* **Soal Latihan 1**
Ubah paragraf dalam dokumen tentang kesabaran yang diawali "Ditinjau dari objeknya" menjadi daftar berpoin yang lebih ringkas, dengan tetap memuat fakta utamanya.
* **Soal Latihan 2**
Saring daftar dan salin setiap baris yang memuat kata "query". Perbedaan huruf besar dan kecil diperhitungkan.

Wanita itu menjawab dengan ketus, “Menjauhlah dariku karena engkau tidak merasakan kesedihan yang aku alami!”
Wanita itu tidak mengetahui jika dia adalah Rasulullah -Shalallahu alaihi wa salam-. Seseorang lalu berkata, “Dia adalah Rasulullah -Shalallahu alaihi wa salam-.”
Mendengar jawaban tersebut, wanita itu bergegas pergi ke kediaman Rasulullah -Shalallahu alaihi wa salam-. Sesampainya di sana dia berkata, “Wahai Rasulullah, demi Allah, aku tadi tidak tahu bahwa engkaulah yang menyapaku!”
Rasulullah -Shalallahu alaihi wa salam- lalu bersabda:
إنَّ الصَّبْرَ عِنْدَ أوَّلِ صَدْمَة
“Sesungguhnya (yang disebut) kesabaran itu adalah (kesabaran) pada saat-saat awal terjadinya musibah.” (HR. Bukhari, 6996)11
Ma’asyiral Muslimin rahimakumullah
Pembagian atau Macam-Macam Kesabaran12
Ditinjau dari objeknya, sabar itu ada tiga. Pertama, sabar terhadap perintah, yaitu dengan melaksanakannya. Kedua, sabar terhadap larangan dan hal-hal yang menyelisihi syariat, yaitu dengan menjauhinya. Ketiga, sabar terhadap qadha’ (takdir) dari Allah , yaitu dengan tidak menyesalinya.13 Sementara Ibnul Qoyyim menyebutkan sabar itu ada tiga macam: sabar dalam ketaatan kepada Allah, sabar dari kedurhakaan (maksiat) kepada Allah, dan sabar dalam ujian Allah.14
Pertama, Sabar dalam Ketaatan Kepada Allah
Dalam melaksanakan ketaatan perlu kesabaran, karena banyak sekali rintangan yang menghalangi ketaatan, di antaranya setan, jiwa, hawa nafsu dan syahwat dunia beserta kelezatannya. Allah -Shalallahu alaihi wa salam- berfirman:
وَأْمُرْ أَهْلَكَ بِٱلصَّلَوٰةِ وَٱصْطَبِرْ عَلَيْهَا ۖ
“Dan perintahkanlah kepada keluargamu mendirikan shalat dan bersabarlah kamu dalam mengerjakannya …..” (QS. Thaha: 132)

* **Daftar**
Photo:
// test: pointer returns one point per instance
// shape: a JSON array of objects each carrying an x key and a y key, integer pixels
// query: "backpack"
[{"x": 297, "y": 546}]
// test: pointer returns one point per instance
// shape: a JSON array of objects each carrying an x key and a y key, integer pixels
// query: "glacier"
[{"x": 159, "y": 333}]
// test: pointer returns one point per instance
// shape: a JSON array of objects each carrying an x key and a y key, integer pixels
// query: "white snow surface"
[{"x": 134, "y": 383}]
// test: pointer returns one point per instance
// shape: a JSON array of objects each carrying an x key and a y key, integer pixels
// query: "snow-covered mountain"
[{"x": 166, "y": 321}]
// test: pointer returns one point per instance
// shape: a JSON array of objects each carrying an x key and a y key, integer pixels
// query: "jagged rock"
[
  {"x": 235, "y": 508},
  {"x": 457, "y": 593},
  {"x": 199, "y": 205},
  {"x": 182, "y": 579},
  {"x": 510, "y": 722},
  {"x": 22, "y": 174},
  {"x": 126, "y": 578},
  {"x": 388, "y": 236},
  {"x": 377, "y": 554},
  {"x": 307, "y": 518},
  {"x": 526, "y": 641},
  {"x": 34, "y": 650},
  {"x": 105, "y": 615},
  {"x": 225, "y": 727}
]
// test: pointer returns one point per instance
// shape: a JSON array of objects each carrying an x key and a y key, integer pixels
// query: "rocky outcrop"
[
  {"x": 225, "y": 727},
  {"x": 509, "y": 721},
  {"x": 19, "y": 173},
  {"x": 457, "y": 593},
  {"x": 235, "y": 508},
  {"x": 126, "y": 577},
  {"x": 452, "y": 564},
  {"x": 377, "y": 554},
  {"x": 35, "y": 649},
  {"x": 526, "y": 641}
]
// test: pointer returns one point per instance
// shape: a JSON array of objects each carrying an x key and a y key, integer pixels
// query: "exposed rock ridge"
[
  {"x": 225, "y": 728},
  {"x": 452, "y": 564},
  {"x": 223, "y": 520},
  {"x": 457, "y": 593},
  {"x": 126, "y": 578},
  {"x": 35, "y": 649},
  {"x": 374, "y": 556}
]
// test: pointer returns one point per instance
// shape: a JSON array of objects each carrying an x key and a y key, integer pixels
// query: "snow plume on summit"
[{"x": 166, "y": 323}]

* **Jawaban Benar 1**
Macam sabar ditinjau dari objeknya:
- Sabar terhadap perintah, yaitu dengan melaksanakannya.
- Sabar terhadap larangan dan hal-hal yang menyelisihi syariat, yaitu dengan menjauhinya.
- Sabar terhadap qadha’ (takdir) dari Allah, yaitu dengan tidak menyesalinya.

Macam sabar menurut Ibnul Qoyyim:
- Sabar dalam ketaatan kepada Allah.
- Sabar dari kedurhakaan (maksiat) kepada Allah.
- Sabar dalam ujian Allah.

* **Jawaban Benar 2**
// query: "backpack"
// query: "glacier"
// query: "white snow surface"
// query: "snow-covered mountain"
// query: "jagged rock"
// query: "rocky outcrop"
// query: "exposed rock ridge"
// query: "snow plume on summit"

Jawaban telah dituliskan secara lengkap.